** TASK DESCRIPTION **
The records that follow are to be reproduced verbatim.

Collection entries
== == ==

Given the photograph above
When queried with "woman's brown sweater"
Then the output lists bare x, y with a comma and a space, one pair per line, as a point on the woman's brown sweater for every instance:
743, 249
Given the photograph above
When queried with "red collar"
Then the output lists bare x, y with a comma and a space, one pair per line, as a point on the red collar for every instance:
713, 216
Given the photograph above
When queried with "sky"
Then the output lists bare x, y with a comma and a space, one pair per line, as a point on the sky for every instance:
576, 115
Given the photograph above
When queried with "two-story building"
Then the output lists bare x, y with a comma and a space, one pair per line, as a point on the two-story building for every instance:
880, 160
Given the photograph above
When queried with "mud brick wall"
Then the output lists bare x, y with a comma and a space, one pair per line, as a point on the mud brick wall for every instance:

== == ==

** SOLUTION FOR THIS PROBLEM **
Given the photograph above
When queried with "woman's brown sweater"
Then the output lists bare x, y with a comma and a space, one pair per line, as a point on the woman's brown sweater for every instance:
743, 249
Given the photograph above
When queried with "red collar"
Then the output lists bare x, y with a comma and a space, one pair per line, as a point on the red collar for every instance:
713, 216
Given the photograph above
When queried with "sky"
Then the output lists bare x, y with a comma and a space, one pair per line, as a point on the sky for every instance:
576, 115
Given the photograph above
When queried with "two-story building"
Then the output lists bare x, y with a comma and a space, one pair per line, as a point on the two-story building for every instance:
880, 160
Given the photograph above
When queried with "mud brick wall"
Then the output lists bare x, y with a comma and a space, one pair per line, as a point on the mud brick wall for every instance:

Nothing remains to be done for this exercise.